About this task:
Render each line of the material below as a numbered list, leaving out any blank lines.

Extracted data:
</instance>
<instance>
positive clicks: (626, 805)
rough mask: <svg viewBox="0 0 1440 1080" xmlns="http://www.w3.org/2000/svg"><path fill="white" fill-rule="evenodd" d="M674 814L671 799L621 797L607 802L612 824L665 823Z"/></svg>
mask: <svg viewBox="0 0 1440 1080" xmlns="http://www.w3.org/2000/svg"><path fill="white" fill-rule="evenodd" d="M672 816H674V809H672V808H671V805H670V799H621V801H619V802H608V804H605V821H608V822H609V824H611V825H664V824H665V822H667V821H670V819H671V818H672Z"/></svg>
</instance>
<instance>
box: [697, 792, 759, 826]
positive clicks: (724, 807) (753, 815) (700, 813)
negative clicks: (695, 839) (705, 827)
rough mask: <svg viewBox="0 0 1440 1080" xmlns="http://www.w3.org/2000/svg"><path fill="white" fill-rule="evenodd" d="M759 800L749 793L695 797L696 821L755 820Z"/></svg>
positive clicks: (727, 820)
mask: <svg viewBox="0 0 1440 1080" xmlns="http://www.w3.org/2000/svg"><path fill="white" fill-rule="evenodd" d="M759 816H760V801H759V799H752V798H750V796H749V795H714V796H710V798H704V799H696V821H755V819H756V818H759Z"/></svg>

Result below:
1. </instance>
2. <instance>
3. positive clicks: (626, 805)
4. rough mask: <svg viewBox="0 0 1440 1080" xmlns="http://www.w3.org/2000/svg"><path fill="white" fill-rule="evenodd" d="M674 814L671 799L621 797L607 802L612 824L665 823Z"/></svg>
5. mask: <svg viewBox="0 0 1440 1080" xmlns="http://www.w3.org/2000/svg"><path fill="white" fill-rule="evenodd" d="M672 816H674V809H672V808H671V805H670V799H621V801H619V802H608V804H605V821H608V822H609V824H611V825H664V824H665V822H667V821H670V819H671V818H672Z"/></svg>
6. </instance>
7. <instance>
8. box: [697, 792, 759, 826]
9. positive clicks: (724, 807) (753, 815) (700, 813)
10. negative clicks: (695, 839) (705, 827)
11. rough mask: <svg viewBox="0 0 1440 1080" xmlns="http://www.w3.org/2000/svg"><path fill="white" fill-rule="evenodd" d="M759 800L749 793L695 797L696 821L755 820Z"/></svg>
12. positive clicks: (727, 820)
13. mask: <svg viewBox="0 0 1440 1080" xmlns="http://www.w3.org/2000/svg"><path fill="white" fill-rule="evenodd" d="M759 816H760V801H759V799H752V798H750V796H749V795H714V796H710V798H704V799H696V821H755V819H756V818H759Z"/></svg>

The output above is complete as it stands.